HMS Cockchafer (1915)
In August and September 1926. Wanhsien, now known as Wanzhou District, is a port on the Yangtze River about 1,500 miles (2,400 km) upstream from Shanghai. The local warlord, Marshal Wu Pei Fu controlled the area and his local commander was General Yang Sen.
General Yang’s troops seized the British merchant ship, SS Wanhsien in August 1926, which belonged to the The China Navigation Company. The crew of Cockchafer heard the British crew calling for help and sent an officer and boarding party to Wanhsien to investigate. They found the ship occupied by 100 Chinese soldiers. The Navy party obtained the release of the ship after a heated argument.
On August 29, 1926, China Navigation Co. ship, the SS Wanliu suddenly made a U turn while a wooden boat full of Chinese soldiers, guns, bullets and allowances passed by. The wave caused by the movement of Wanliu capsized the wooden boat. 58 soldiers were drowned. Thousands of bullets, hundreds of guns and some allowances were lost. The Wanliu steamed upstream while the Chinese soldiers aboard attempted to capture the ship. They were unable to do so by the time the Wanliu reached Wanhsien where Cockchafer sent a boarding party to remove the soldiers.

▶ _TASK TO CARRY OUT_: Transcribe the HMS Cockchafer text verbatim, everything from "General Yang’s troops" down to "a heated argument.".

▶ _INFORMATION SHOWN_:
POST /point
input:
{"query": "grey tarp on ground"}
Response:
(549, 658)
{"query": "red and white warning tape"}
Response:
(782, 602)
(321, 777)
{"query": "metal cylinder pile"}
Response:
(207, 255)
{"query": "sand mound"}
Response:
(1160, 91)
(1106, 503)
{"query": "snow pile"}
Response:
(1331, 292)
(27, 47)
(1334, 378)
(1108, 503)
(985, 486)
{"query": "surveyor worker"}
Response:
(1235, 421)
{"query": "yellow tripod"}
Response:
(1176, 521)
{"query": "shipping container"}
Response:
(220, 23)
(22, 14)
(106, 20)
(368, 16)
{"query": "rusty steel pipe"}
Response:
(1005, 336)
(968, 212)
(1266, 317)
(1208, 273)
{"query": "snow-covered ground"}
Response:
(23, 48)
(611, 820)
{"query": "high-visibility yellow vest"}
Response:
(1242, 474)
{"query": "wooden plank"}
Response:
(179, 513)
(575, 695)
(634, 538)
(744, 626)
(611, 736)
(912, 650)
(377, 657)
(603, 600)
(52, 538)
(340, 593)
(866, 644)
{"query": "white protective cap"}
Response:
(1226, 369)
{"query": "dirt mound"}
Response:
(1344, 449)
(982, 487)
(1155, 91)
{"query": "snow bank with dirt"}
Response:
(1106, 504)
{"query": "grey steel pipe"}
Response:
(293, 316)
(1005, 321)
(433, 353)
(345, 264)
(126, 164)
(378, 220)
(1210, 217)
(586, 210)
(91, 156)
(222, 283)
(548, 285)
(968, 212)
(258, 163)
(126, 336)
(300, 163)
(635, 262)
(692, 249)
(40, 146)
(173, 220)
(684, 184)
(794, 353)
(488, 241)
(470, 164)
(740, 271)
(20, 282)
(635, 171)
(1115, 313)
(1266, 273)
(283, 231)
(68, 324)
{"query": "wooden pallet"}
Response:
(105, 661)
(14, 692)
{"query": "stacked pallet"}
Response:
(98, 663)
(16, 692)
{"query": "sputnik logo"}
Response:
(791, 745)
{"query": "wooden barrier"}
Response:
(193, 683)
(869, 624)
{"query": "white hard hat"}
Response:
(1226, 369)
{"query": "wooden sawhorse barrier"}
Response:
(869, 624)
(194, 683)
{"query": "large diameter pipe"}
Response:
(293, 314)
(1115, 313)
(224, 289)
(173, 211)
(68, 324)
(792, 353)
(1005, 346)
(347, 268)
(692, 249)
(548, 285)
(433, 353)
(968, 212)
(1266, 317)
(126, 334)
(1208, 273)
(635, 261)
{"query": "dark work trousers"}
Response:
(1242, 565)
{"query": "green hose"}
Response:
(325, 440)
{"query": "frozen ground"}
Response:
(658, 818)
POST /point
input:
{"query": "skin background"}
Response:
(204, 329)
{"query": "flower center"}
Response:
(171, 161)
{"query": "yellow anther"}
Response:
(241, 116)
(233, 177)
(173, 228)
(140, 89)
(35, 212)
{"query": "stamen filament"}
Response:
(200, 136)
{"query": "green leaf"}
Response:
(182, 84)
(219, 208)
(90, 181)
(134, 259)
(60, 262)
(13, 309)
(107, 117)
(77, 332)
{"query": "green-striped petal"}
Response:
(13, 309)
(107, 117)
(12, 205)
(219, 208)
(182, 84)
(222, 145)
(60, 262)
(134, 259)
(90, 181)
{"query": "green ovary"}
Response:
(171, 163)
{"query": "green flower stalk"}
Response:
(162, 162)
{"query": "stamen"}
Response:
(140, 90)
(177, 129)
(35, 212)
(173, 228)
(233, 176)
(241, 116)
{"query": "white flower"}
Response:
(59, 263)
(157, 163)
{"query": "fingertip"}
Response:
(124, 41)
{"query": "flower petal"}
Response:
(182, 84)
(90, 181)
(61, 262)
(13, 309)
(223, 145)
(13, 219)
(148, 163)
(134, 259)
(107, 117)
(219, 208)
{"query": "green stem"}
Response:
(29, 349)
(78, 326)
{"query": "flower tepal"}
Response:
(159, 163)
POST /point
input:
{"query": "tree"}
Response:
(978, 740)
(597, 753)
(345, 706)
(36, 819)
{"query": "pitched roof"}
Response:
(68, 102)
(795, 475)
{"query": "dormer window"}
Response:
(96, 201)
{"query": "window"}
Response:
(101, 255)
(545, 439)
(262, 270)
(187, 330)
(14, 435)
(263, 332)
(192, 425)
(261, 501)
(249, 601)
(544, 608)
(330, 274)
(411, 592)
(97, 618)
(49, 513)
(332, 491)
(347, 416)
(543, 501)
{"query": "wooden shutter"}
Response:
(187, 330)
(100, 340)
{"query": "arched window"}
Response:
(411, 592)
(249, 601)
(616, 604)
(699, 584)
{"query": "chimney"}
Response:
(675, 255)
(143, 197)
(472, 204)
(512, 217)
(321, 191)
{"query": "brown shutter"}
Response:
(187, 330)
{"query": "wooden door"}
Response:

▶ _SOLUTION TO THIS TASK_:
General Yang’s troops seized the British merchant ship, SS Wanhsien in August 1926, which belonged to the The China Navigation Company. The crew of Cockchafer heard the British crew calling for help and sent an officer and boarding party to Wanhsien to investigate. They found the ship occupied by 100 Chinese soldiers. The Navy party obtained the release of the ship after a heated argument.